---- DATA SHOWN
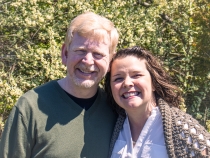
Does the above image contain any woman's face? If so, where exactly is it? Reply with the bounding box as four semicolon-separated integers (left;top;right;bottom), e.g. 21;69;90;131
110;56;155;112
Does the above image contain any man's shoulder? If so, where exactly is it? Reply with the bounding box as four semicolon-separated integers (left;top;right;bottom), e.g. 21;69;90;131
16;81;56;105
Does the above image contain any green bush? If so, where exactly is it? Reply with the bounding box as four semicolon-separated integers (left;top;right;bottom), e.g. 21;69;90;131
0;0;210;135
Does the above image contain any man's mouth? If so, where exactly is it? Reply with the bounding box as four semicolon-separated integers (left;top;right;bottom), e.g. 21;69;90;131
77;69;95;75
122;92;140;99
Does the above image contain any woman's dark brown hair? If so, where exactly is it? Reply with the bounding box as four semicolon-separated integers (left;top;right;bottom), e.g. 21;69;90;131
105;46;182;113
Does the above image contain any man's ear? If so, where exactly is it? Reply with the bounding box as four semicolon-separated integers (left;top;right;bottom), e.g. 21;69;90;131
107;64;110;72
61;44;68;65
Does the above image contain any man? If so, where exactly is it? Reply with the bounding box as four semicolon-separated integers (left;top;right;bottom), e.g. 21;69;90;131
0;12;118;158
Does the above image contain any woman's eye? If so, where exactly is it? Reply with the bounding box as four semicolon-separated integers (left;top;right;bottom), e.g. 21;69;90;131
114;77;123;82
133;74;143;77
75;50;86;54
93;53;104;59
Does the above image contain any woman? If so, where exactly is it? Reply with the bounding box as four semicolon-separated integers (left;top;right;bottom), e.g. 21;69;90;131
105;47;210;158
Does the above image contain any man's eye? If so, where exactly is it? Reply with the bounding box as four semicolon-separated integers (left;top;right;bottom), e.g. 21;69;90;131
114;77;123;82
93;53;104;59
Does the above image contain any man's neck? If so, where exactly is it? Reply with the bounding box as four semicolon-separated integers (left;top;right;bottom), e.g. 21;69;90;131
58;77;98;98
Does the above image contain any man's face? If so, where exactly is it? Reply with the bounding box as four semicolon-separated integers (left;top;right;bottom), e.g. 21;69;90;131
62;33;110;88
--------
---- DATA SHOWN
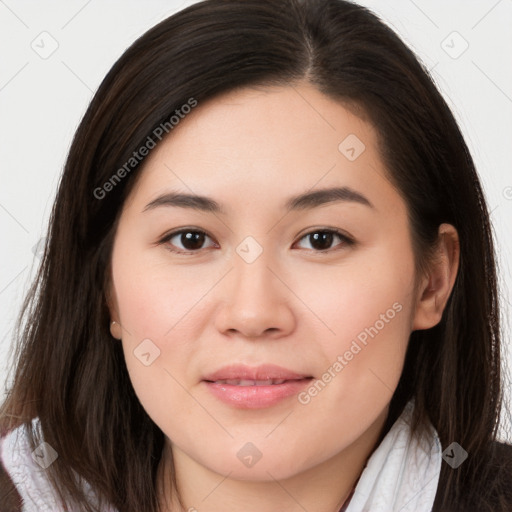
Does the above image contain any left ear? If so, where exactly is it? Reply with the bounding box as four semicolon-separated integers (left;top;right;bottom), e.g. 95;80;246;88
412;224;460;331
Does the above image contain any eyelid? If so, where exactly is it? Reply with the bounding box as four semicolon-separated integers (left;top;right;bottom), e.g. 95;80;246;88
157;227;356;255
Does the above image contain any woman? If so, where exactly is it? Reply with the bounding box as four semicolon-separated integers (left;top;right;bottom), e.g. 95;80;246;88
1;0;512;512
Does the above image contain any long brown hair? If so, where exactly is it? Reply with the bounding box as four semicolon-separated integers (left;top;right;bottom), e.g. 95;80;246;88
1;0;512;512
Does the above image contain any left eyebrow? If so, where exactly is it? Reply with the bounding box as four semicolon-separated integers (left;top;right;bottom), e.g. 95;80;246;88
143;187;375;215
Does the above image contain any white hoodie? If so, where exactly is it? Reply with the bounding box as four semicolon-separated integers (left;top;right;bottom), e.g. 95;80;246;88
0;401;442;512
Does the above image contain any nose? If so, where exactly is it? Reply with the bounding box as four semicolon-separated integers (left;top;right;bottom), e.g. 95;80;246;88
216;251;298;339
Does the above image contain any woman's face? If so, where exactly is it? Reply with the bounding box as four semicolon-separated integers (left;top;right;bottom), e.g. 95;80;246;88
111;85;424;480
--------
--- WHAT THE TASK ASKS ---
Copy out, in full, each line of the data above that includes the word "face".

--- EXERCISE RESULT ---
Does the above image contain any woman's face? If so, where exactly is it? Reply with the bounding box as four semicolon-separated integers (left;top;right;bottom), e.g. 21;69;90;131
Does the above image contain any man's face? If so, where exactly is it? Reply with the bounding box as four semicolon-separated integers (left;top;right;bottom), e.g. 21;69;90;131
Does the above image contain any woman's face? If so, where exactly is it? Reply with the bounding box as four semicolon-separated integers (left;top;right;bottom), e.g. 95;80;246;88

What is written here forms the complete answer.